* _Exercise requirements_
Please give a word-for-word repeat of the line containing "Pretty please, detect the blue barrier" and all lines that come after it in the entries below, ending at the last line.

START Exercise inputs

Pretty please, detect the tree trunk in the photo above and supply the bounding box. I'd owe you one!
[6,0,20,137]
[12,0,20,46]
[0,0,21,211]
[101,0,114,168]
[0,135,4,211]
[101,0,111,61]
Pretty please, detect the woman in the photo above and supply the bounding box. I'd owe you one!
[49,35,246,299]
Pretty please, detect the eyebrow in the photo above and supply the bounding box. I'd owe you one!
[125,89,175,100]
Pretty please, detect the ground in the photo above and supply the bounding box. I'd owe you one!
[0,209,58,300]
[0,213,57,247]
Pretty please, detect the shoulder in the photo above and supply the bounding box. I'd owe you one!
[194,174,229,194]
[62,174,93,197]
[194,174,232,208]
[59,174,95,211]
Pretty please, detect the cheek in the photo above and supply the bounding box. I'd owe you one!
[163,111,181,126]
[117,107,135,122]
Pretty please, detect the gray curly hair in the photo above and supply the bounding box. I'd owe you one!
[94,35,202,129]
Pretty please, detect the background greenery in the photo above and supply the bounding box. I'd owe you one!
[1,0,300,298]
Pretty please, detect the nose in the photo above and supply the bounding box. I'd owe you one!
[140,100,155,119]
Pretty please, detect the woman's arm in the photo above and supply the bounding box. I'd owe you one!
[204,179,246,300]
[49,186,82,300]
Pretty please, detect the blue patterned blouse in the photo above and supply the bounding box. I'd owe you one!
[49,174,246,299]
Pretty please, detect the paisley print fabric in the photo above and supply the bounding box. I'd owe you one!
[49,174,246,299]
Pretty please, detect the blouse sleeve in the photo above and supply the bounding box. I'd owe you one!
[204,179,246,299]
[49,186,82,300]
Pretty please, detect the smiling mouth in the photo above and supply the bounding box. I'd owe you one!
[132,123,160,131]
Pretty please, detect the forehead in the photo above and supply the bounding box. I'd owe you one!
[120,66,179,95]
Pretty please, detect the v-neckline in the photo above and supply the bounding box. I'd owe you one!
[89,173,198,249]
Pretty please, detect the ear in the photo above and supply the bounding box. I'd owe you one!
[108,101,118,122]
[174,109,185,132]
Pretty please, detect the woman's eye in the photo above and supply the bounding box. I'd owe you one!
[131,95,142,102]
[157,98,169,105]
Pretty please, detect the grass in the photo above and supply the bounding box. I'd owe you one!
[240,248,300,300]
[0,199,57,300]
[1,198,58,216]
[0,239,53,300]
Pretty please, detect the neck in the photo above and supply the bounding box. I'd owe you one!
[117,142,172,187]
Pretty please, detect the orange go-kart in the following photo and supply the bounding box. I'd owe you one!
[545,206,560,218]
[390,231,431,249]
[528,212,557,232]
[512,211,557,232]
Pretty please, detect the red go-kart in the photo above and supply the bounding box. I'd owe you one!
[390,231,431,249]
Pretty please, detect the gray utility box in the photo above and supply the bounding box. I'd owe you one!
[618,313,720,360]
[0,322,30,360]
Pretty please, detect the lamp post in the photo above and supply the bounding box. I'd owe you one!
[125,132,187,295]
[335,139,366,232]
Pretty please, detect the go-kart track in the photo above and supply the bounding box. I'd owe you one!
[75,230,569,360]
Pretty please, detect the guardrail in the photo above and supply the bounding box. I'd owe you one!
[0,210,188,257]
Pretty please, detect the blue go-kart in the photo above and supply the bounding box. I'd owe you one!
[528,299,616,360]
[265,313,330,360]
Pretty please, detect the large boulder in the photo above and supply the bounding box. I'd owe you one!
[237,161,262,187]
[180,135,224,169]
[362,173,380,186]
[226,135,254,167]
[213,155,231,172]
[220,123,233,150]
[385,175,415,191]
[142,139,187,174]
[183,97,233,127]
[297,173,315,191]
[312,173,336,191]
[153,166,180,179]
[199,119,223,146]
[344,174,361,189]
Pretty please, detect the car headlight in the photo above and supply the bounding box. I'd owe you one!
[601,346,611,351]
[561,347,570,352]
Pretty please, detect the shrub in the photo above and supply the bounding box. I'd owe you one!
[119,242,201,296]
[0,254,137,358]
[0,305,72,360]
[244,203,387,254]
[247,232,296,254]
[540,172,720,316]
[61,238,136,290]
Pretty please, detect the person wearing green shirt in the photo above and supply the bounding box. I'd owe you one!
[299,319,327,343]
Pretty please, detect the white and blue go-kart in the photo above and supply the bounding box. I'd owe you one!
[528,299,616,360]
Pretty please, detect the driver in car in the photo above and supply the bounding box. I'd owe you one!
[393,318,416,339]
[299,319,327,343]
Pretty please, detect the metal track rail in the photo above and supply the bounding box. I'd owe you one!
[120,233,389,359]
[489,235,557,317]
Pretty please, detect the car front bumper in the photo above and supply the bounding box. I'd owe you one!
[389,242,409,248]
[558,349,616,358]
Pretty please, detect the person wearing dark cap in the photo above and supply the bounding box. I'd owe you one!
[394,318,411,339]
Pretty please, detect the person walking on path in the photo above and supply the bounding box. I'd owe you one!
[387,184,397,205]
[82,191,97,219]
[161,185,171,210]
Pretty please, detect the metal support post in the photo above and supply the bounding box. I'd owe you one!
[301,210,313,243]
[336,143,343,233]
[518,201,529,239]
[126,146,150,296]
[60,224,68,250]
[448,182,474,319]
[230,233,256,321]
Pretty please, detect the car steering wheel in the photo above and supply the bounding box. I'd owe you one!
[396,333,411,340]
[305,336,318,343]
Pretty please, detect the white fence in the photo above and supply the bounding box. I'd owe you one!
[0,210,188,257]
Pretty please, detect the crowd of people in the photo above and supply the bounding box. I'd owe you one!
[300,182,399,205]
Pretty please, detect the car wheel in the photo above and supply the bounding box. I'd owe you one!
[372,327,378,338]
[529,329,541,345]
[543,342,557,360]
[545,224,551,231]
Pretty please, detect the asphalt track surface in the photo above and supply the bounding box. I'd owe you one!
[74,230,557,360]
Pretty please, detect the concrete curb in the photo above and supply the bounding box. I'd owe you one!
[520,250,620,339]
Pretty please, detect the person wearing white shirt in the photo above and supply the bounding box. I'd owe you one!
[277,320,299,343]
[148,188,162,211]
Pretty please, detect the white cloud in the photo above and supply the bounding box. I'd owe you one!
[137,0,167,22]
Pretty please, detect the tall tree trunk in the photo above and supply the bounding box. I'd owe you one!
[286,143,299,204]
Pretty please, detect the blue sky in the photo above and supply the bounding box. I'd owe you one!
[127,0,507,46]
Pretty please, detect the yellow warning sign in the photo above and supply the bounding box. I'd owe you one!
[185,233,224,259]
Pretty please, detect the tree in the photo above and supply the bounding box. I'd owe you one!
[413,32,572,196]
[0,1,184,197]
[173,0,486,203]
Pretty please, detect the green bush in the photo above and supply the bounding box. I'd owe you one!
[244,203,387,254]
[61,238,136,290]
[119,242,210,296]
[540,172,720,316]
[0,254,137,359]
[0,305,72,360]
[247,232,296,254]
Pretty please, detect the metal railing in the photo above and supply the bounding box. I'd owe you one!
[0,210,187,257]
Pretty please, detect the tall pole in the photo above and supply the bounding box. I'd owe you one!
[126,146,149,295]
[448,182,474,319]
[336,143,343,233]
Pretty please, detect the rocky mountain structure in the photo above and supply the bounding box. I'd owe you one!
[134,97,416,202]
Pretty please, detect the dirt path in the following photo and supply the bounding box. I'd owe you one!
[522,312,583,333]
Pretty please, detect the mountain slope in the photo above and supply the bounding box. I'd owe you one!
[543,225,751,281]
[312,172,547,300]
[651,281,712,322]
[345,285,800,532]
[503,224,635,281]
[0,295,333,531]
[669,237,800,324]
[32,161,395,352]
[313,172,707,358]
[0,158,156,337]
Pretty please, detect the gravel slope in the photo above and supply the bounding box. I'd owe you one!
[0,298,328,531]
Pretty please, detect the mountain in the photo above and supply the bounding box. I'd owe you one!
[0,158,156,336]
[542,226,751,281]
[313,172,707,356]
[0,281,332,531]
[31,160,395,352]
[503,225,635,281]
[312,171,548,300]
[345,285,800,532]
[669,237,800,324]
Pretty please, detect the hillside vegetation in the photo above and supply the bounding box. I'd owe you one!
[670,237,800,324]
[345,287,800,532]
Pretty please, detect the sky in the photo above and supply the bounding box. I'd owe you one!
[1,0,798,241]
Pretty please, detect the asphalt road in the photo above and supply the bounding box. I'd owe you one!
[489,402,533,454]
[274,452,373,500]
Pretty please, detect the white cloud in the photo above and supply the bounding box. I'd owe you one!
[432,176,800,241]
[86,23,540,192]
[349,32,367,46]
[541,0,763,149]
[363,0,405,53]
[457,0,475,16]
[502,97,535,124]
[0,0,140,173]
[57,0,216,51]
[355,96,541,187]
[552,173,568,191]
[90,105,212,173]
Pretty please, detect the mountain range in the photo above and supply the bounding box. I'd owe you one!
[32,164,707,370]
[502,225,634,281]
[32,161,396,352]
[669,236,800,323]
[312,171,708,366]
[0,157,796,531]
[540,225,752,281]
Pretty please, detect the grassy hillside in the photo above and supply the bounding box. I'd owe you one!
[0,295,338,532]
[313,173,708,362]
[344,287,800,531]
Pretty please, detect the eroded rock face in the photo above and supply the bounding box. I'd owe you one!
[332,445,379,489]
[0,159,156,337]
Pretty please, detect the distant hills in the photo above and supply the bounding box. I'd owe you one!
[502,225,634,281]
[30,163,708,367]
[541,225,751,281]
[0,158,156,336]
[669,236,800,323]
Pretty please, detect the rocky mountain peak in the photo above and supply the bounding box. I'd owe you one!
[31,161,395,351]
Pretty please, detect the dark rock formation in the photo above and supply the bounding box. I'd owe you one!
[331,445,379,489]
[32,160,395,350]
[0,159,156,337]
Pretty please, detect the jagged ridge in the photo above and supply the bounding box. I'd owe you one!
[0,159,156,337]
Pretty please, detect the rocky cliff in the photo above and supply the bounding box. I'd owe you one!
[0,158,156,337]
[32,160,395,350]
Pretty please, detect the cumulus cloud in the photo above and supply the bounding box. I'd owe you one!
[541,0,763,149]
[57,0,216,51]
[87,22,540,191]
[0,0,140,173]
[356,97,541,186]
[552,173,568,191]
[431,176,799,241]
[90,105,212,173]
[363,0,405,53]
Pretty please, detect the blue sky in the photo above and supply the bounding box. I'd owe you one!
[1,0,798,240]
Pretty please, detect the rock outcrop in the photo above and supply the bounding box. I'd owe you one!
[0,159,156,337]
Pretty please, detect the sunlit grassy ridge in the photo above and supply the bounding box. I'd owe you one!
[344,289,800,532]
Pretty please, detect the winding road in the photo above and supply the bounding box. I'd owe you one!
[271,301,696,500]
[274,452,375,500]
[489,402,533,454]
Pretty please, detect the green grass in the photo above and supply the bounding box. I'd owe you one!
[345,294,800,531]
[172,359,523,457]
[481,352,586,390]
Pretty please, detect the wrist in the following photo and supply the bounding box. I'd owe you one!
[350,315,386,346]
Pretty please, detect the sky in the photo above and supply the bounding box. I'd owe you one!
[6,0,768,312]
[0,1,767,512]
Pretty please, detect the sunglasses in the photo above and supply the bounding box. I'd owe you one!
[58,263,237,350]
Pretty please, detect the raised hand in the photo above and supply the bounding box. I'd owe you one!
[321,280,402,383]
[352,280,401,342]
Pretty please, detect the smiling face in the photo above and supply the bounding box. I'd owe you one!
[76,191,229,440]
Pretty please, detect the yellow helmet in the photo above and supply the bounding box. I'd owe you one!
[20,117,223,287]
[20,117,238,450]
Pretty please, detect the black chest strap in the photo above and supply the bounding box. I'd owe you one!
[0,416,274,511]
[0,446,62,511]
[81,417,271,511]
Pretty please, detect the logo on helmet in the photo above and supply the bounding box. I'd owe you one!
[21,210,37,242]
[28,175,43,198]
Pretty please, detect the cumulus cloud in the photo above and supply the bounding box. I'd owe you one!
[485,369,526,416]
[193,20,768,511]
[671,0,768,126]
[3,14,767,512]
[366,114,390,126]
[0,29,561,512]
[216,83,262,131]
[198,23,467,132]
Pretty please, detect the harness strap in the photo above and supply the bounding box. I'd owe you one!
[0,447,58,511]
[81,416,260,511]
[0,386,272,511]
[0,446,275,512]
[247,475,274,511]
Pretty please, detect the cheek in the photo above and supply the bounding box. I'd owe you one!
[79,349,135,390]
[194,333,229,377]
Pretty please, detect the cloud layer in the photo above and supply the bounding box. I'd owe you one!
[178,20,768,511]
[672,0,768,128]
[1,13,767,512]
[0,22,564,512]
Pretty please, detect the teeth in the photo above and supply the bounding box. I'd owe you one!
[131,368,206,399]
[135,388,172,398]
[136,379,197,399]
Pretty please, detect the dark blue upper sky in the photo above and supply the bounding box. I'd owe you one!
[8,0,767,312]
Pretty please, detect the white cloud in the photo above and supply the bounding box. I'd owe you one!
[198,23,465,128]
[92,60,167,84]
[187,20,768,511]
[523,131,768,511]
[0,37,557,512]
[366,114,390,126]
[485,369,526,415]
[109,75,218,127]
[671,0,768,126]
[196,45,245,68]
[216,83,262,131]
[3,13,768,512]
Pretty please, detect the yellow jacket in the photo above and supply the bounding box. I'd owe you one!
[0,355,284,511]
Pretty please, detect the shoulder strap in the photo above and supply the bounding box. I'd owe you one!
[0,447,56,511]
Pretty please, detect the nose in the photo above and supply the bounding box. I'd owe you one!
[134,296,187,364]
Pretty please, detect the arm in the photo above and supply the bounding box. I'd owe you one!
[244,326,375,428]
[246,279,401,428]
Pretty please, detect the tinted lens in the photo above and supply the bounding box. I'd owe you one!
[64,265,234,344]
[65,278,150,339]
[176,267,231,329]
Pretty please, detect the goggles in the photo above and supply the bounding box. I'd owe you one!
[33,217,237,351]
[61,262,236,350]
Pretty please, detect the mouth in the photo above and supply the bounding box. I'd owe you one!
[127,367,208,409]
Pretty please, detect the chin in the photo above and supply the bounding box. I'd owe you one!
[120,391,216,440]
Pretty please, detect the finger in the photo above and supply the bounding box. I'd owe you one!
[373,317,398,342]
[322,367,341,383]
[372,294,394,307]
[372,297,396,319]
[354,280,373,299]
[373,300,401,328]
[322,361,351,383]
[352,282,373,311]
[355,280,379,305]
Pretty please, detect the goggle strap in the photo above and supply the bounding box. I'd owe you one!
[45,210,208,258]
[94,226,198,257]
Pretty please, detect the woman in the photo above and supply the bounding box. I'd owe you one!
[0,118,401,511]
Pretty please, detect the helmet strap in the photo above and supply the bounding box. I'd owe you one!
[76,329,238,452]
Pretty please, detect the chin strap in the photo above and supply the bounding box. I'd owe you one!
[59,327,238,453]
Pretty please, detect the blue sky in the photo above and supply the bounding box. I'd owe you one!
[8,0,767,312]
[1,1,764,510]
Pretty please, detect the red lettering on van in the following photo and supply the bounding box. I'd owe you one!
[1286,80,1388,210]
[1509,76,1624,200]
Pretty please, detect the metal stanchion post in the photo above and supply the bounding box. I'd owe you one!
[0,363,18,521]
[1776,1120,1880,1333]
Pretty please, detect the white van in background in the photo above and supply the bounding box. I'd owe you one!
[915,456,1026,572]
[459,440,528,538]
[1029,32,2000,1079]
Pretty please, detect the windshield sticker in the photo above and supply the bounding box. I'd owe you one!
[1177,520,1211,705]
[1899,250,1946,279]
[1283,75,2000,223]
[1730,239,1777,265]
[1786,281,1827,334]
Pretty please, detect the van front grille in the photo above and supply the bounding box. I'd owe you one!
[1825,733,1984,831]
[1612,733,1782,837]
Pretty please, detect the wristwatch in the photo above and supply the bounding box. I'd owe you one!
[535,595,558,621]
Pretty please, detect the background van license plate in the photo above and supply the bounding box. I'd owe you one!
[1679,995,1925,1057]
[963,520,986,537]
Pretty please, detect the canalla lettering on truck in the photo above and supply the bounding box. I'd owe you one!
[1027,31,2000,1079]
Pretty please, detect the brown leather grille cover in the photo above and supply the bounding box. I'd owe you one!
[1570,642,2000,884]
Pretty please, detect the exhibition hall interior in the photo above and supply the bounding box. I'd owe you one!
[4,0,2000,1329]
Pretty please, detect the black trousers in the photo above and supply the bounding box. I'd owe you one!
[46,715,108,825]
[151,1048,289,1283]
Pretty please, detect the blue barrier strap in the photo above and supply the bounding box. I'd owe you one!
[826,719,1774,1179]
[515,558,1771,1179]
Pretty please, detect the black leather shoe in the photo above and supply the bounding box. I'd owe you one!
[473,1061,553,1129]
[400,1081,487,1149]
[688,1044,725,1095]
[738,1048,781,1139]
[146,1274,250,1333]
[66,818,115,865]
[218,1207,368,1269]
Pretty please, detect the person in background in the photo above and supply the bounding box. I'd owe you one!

END Exercise inputs

* _Answer section_
Pretty please, detect the blue barrier strap in the photo above and supply the bounding box. I'd owe you one!
[826,719,1774,1179]
[515,558,1771,1179]
Pretty please, detect the black leather shoe in the photo above and supply the bounding box. I'd owe you one!
[473,1061,553,1129]
[400,1081,487,1149]
[688,1044,725,1095]
[738,1048,781,1139]
[146,1274,250,1333]
[66,818,115,865]
[218,1207,368,1269]
Pretty please, detect the person in background in the photo above and supply the bounding box. I'd owe you one!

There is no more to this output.